Stored data:
* begin *
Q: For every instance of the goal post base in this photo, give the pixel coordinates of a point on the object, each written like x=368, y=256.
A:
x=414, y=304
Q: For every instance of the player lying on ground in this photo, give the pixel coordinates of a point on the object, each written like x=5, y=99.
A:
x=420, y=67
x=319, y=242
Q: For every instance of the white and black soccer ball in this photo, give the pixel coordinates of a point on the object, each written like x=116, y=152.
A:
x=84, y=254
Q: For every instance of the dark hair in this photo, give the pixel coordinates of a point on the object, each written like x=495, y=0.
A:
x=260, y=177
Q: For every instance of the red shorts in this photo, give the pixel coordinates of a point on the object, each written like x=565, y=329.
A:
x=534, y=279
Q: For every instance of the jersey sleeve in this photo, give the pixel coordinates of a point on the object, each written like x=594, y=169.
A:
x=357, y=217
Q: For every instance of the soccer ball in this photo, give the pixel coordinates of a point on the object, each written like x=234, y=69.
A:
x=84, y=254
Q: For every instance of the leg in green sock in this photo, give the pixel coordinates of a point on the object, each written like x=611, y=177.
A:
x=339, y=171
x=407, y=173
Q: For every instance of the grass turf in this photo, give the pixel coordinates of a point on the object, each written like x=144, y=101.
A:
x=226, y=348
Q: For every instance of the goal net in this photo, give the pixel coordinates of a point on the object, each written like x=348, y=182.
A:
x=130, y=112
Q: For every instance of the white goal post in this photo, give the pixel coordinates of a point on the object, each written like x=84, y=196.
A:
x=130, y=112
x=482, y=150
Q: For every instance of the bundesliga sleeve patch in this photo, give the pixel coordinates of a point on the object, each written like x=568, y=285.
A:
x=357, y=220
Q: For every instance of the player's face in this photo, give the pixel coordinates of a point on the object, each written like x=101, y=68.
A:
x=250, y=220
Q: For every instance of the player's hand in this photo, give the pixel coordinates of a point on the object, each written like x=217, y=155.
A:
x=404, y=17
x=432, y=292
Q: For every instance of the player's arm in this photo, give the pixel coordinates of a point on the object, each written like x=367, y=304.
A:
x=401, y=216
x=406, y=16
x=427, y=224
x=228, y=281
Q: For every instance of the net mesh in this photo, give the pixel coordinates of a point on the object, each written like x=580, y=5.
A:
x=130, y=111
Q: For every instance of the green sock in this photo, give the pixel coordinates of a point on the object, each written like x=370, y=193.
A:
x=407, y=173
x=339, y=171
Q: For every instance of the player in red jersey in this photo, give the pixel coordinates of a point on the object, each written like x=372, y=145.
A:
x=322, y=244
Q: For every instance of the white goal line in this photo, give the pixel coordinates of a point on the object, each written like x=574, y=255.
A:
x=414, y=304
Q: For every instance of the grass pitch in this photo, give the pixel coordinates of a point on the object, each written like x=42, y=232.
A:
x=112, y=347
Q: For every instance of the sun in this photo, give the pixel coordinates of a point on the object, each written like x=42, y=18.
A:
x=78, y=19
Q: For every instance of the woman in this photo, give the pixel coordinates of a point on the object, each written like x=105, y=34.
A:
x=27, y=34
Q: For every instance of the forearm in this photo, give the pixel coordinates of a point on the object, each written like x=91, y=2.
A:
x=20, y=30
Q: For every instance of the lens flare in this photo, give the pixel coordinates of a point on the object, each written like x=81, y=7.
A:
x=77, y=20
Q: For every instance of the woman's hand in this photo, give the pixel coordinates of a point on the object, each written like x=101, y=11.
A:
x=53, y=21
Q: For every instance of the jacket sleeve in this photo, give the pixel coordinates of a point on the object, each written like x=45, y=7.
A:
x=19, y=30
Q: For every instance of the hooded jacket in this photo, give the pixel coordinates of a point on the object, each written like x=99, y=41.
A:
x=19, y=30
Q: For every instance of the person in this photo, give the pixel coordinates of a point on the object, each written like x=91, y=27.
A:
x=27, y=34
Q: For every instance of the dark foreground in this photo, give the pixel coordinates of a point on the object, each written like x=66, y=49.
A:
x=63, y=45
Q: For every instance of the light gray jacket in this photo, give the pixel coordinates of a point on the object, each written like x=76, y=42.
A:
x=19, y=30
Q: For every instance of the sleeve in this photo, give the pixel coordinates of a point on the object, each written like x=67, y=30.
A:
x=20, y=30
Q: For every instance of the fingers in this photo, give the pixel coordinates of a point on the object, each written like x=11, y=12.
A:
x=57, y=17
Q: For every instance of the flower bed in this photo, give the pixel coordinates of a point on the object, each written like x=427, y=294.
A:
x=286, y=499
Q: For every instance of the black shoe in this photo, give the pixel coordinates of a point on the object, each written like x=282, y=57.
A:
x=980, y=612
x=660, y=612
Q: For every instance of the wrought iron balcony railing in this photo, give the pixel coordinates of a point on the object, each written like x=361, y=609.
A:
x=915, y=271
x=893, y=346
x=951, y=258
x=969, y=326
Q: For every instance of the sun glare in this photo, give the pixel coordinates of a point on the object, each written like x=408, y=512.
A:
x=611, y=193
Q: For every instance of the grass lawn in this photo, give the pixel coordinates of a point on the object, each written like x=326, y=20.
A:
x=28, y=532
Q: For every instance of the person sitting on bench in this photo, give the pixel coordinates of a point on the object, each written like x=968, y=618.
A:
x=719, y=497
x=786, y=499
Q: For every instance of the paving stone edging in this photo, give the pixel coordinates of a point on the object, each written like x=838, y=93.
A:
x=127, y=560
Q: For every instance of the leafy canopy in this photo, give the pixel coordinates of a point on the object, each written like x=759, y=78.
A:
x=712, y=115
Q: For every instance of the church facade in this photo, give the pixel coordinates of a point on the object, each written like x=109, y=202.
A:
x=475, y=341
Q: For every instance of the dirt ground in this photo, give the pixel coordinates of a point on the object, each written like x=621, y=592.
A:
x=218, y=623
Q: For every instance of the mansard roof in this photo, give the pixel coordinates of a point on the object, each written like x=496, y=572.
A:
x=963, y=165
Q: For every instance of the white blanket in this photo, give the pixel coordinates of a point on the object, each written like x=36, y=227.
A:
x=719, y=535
* end *
* begin *
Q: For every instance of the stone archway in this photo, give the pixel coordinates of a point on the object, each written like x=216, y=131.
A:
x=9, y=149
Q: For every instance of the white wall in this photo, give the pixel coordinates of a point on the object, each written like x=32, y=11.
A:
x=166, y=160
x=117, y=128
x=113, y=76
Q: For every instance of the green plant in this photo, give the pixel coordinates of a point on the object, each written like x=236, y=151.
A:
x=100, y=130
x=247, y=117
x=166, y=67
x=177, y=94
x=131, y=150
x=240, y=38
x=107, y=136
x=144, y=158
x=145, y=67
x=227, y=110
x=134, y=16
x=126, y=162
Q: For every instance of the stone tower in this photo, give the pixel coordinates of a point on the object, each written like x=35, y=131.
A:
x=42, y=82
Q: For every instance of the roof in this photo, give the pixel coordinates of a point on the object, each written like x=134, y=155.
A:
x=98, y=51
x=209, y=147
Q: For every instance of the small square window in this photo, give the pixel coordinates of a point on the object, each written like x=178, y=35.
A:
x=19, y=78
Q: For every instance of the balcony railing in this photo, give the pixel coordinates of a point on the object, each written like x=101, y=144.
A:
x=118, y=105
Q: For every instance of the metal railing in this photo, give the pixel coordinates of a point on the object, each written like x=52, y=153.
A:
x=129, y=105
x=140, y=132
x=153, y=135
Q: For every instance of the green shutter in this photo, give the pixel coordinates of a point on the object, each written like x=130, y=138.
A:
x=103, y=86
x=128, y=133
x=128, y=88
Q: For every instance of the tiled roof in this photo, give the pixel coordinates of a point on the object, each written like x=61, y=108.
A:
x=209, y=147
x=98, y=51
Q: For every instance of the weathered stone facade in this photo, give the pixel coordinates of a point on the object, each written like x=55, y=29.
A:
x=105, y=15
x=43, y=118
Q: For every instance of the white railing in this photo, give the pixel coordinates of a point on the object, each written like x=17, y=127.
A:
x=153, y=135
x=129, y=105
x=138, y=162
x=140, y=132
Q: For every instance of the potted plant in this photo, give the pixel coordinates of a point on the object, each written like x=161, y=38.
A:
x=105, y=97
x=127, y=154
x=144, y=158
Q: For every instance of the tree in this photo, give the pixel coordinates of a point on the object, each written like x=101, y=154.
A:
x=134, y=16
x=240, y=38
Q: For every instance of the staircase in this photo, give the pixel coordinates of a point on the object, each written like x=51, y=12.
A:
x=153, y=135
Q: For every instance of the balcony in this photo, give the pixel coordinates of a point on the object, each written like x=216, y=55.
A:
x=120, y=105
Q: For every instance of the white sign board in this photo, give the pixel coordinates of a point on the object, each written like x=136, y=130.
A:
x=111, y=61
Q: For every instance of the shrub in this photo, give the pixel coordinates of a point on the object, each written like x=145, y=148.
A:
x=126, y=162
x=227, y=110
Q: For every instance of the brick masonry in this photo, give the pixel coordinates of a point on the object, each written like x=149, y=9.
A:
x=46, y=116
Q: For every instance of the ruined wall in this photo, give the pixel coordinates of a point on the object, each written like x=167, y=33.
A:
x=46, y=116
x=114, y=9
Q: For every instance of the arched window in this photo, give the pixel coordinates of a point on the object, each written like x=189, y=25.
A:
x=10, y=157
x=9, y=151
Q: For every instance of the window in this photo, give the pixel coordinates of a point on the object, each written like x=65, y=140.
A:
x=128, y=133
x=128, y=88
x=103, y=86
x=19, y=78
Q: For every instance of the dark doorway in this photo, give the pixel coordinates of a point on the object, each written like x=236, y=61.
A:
* end *
* begin *
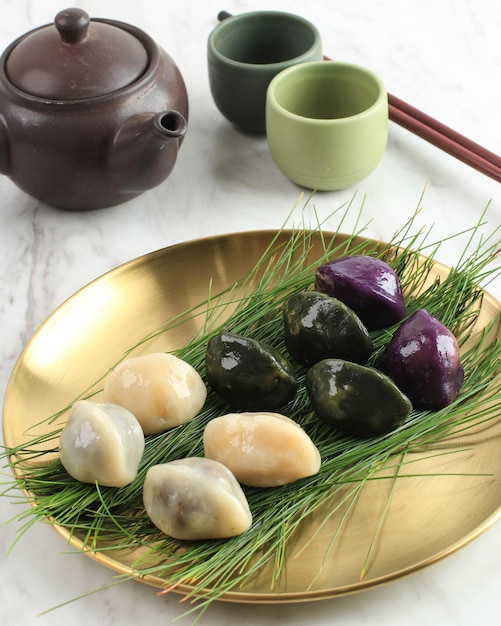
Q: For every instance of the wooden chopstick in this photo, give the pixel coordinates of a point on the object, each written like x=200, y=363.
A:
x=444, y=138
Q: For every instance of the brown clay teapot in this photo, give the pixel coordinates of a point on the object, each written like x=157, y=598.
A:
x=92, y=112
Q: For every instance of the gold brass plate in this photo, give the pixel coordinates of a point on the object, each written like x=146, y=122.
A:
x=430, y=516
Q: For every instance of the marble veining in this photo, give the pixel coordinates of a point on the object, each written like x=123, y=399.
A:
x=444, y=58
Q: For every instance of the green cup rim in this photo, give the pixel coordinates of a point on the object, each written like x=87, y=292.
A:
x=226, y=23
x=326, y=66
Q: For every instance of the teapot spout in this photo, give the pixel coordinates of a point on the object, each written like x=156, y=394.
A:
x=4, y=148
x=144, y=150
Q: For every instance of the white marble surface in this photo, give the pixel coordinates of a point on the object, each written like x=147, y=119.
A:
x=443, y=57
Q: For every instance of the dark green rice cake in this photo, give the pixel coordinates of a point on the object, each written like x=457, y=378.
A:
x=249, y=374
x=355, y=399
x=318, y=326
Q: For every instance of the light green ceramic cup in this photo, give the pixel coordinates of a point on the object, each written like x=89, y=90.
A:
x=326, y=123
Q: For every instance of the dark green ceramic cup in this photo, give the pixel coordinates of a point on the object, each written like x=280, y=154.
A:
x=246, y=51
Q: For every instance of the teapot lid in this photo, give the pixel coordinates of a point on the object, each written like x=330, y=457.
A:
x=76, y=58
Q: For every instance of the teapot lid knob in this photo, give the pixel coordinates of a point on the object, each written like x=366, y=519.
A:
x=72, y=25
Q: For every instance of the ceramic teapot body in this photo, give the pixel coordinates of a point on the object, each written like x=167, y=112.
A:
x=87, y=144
* end *
Render the records from the line containing "Q: For every instance of the teapot spout" through the line containing "x=443, y=57" as a JSON list of strings, one string per line, leaving out blank lines.

◆ Solution below
[
  "Q: For every instance of the teapot spout in this photo, give the pixel coordinates of a point on the object, each written like x=156, y=394.",
  "A:",
  "x=4, y=148",
  "x=144, y=150",
  "Q: For every instance of the white marble surface in this photo, give the pixel coordinates of a point on the object, each written like x=147, y=119.",
  "A:",
  "x=443, y=57"
]